-- start Quoted text --
Perhaps the easiest illustration would be the euphoric mass of the rock concert or sports event, where the tribe gathers to recognise itself as such through the collective expression of shared passion and emotion. Here the accent is on the non-rational and the emotional, imagination and the imaginary, and a sentimental, affective and devotional relationship between the congregation and its ‘totem’. Thus, Maffesoli argues, we participate in some little ‘other’ (an object, an icon, a celebrity, a band, a piece of music, a slogan chanted at a rally, or whatever) and thereby a larger ‘other’ (the tribe; society as a whole) is created. The imaginary thus simultaneously fosters the ‘bursting apart of the self’ and provides the binding (re-ligare: ‘to bind together’) that ties together members of the community.

To paraphrase Durkheim’s famous definition of religion, the tribal imaginary can therefore be understood as a system of beliefs, rituals and practices relating to sacred things that unite those who adhere to them into a ‘single moral community’. Durkheim argued that in venerating a god, a society is actually venerating itself, and he viewed this idolisation and defence of the group as the most primitive form of religiosity. Maffesoli takes this notion and reapplies it to the postmodern context, where the god in question may be a band, a celebrity, a sports team etc. and the tribe that crystallises around it becomes the highest social good for its members (p.x). “The gods, their myths and rituals have changed their names,” he argues, “but they are still hard at work in both sociality and the environment” (p.139).

Presentism, Power and the ‘Transfiguration’ of Politics

One of the central features of this tribalism, and of postmodernity in general, is its ‘presentist’ orientation. During the modern era, Maffesoli suggests, the ‘political’ was about the distant: ‘projective’, in the sense of ‘reaching forward’, on the basis of a shared belief in progress and the continuous amelioration of society, towards the attainment of the great utopia of the future. The current metamorphosis is witnessing a ‘transfiguration of the political’[5], where this forward-looking orientation has given way to a form of ‘being-togetherness’ that is no longer interested in promises of future perfection, but instead invested in the present (p.75), where the emphasis is simply on “the execution in actu of the ‘being-together’” (p.16) and life can be enjoyed in its plenitude. Rejecting modernity’s ideals of progress and the sacrifice of today’s pleasure for the sake of some distant utopia, what is at stake now are “interstitial utopias, interstitial freedoms – no longer the search for the perfect freedom […] but the creation of gaps”[6].
-- end Quoted text --
-- start Supplied information --
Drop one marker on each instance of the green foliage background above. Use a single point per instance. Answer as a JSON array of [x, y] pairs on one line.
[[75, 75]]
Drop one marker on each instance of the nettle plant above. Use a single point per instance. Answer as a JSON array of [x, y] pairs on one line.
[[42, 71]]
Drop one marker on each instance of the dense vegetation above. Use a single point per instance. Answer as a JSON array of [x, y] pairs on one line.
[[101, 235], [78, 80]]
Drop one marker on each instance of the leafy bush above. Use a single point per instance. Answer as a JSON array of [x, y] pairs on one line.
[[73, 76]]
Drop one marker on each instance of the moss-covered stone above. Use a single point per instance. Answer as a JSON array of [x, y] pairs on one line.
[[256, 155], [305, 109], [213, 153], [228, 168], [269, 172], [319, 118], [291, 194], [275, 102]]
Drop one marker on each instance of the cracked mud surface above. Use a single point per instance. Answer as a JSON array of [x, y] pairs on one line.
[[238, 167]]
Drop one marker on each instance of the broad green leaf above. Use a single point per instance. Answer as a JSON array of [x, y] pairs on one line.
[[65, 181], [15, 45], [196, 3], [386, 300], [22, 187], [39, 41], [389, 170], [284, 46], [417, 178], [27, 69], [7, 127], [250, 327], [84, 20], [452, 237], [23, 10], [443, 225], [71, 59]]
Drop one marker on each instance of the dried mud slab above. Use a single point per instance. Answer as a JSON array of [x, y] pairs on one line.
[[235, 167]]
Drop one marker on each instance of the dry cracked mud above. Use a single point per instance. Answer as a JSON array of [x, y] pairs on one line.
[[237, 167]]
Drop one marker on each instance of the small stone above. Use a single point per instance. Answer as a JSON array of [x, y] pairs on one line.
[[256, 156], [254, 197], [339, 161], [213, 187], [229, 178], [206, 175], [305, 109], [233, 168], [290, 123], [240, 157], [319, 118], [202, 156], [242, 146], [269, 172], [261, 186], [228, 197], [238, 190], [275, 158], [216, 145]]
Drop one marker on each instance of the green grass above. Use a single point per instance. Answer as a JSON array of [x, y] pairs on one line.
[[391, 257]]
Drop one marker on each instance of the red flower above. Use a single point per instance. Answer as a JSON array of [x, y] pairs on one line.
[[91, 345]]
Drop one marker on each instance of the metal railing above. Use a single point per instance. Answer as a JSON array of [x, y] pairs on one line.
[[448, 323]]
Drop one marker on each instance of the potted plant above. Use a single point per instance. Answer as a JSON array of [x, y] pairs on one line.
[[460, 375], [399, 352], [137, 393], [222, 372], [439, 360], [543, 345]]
-- end Supplied information --
-- start Supplied information --
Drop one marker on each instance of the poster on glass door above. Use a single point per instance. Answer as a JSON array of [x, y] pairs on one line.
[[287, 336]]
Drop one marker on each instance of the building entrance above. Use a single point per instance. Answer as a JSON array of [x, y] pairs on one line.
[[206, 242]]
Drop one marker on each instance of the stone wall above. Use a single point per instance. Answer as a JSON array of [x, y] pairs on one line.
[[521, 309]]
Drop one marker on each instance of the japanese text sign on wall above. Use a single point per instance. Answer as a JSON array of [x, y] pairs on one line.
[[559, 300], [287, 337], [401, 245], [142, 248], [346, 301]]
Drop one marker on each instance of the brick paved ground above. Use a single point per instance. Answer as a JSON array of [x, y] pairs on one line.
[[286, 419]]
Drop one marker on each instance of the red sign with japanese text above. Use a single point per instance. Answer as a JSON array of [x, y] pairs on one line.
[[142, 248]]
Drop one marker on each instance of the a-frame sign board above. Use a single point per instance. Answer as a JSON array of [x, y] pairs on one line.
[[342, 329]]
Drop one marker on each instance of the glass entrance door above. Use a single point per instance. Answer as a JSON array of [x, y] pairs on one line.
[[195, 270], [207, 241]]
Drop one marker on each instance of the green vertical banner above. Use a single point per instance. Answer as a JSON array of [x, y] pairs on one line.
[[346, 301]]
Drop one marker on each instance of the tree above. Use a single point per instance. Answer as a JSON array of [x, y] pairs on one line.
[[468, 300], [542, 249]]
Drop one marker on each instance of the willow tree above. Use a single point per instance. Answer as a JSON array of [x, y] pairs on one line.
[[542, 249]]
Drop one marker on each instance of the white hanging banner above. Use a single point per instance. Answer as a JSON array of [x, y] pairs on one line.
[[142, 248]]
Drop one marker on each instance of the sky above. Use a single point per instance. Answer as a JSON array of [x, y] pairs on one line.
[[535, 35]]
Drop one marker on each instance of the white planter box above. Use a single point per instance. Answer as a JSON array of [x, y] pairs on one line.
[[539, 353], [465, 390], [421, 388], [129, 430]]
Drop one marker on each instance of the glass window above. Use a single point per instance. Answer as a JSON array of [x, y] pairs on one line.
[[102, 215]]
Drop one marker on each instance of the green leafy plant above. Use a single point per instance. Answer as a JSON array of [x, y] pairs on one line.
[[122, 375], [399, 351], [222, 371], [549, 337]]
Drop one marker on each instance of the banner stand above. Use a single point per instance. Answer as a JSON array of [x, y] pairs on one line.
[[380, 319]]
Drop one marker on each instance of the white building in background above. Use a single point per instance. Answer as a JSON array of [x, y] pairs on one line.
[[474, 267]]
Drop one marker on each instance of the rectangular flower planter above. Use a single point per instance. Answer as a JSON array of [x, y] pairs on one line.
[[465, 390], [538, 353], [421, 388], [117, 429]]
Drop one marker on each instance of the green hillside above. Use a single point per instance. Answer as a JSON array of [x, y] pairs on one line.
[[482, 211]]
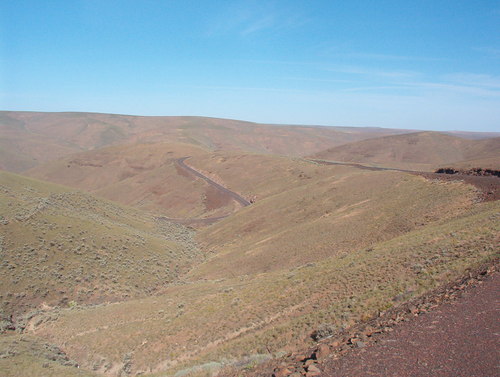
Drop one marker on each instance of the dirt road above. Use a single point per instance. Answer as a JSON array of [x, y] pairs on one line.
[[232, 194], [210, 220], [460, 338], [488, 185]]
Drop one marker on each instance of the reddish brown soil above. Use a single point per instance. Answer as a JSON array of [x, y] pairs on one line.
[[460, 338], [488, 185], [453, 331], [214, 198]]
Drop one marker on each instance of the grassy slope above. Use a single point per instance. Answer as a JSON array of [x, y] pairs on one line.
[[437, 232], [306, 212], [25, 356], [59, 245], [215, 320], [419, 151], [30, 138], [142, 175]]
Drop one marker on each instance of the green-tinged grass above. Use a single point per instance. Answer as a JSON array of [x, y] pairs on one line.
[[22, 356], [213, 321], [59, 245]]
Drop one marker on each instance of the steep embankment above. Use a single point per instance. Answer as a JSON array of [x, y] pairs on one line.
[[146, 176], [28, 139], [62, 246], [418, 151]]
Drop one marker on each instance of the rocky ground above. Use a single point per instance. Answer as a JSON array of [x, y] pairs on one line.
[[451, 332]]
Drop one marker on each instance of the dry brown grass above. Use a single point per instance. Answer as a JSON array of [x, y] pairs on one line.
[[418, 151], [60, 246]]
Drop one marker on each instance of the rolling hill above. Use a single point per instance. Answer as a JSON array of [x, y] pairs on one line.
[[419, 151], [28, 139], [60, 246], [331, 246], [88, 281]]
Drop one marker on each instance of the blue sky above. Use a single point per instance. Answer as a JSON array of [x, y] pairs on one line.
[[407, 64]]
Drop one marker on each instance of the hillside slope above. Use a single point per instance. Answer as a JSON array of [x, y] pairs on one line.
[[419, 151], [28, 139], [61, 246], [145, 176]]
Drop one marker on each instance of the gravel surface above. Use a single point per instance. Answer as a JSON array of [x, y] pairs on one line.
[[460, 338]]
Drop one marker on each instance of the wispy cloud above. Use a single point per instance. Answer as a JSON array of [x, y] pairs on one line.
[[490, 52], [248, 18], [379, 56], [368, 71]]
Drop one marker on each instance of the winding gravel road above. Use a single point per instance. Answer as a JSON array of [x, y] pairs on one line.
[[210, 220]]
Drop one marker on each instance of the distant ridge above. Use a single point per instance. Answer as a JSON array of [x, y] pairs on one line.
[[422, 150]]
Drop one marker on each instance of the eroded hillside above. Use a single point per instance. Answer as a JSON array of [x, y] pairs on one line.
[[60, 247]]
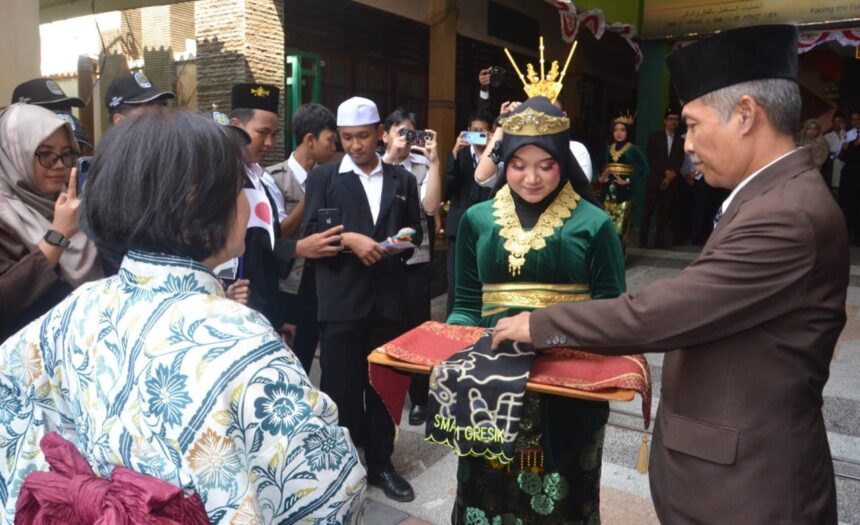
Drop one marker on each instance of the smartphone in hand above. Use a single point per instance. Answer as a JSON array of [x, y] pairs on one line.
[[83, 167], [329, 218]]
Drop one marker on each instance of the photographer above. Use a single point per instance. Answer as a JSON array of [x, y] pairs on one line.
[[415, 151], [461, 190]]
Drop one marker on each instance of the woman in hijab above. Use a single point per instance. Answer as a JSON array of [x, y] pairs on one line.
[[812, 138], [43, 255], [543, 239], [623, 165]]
-- end Supplied information --
• [Written tasks]
(a) Transcribe the Maffesoli passage between "Perhaps the easiest" and "of the community.", inclusive.
(b) Answer these questions from the Maffesoli passage:
(i) What Latin word is glossed as "to bind together"?
(ii) What did Durkheim view as the most primitive form of religiosity?
(iii) According to Maffesoli, what was the "political" about during the modern era?
(c) Proceed with the Maffesoli passage, picking up after its final sentence.

• [Results for the exercise]
(a)
Perhaps the easiest illustration would be the euphoric mass of the rock concert or sports event, where the tribe gathers to recognise itself as such through the collective expression of shared passion and emotion. Here the accent is on the non-rational and the emotional, imagination and the imaginary, and a sentimental, affective and devotional relationship between the congregation and its ‘totem’. Thus, Maffesoli argues, we participate in some little ‘other’ (an object, an icon, a celebrity, a band, a piece of music, a slogan chanted at a rally, or whatever) and thereby a larger ‘other’ (the tribe; society as a whole) is created. The imaginary thus simultaneously fosters the ‘bursting apart of the self’ and provides the binding (re-ligare: ‘to bind together’) that ties together members of the community.

(b)
(i) Re-ligare.
(ii) The idolisation and defence of the group.
(iii) The distant. It was "projective," reaching forward toward the great utopia of the future on the basis of a shared belief in progress.

(c)
The transition from a period in which distance prevailed to one in which “proxemics” (Chapter 6) prevails – i.e., “from the global to the local, the passage from the proletariat as an active historical subject to the masses freed of responsibility for the future” (p.31) – has therefore entailed a shift in the place of democracy in the social imaginary. The ‘democratic ideal’ of modernity refers to an abstract and intangible ‘demos’ in which the new tribes don’t recognise themselves; law and the social contract are seen merely as enforced crystallisations of an abstract universal order unreflective of, and incompatible with the polytheism of values embodied in the tribes. So an important aspect of the saturation of the modern paradigm is “the saturation of the question of power [pouvoir] (i.e. of politics) in its projective function, and the emergence of the question of the puissance at the heart of the many sparse, splintered communities” (p.31).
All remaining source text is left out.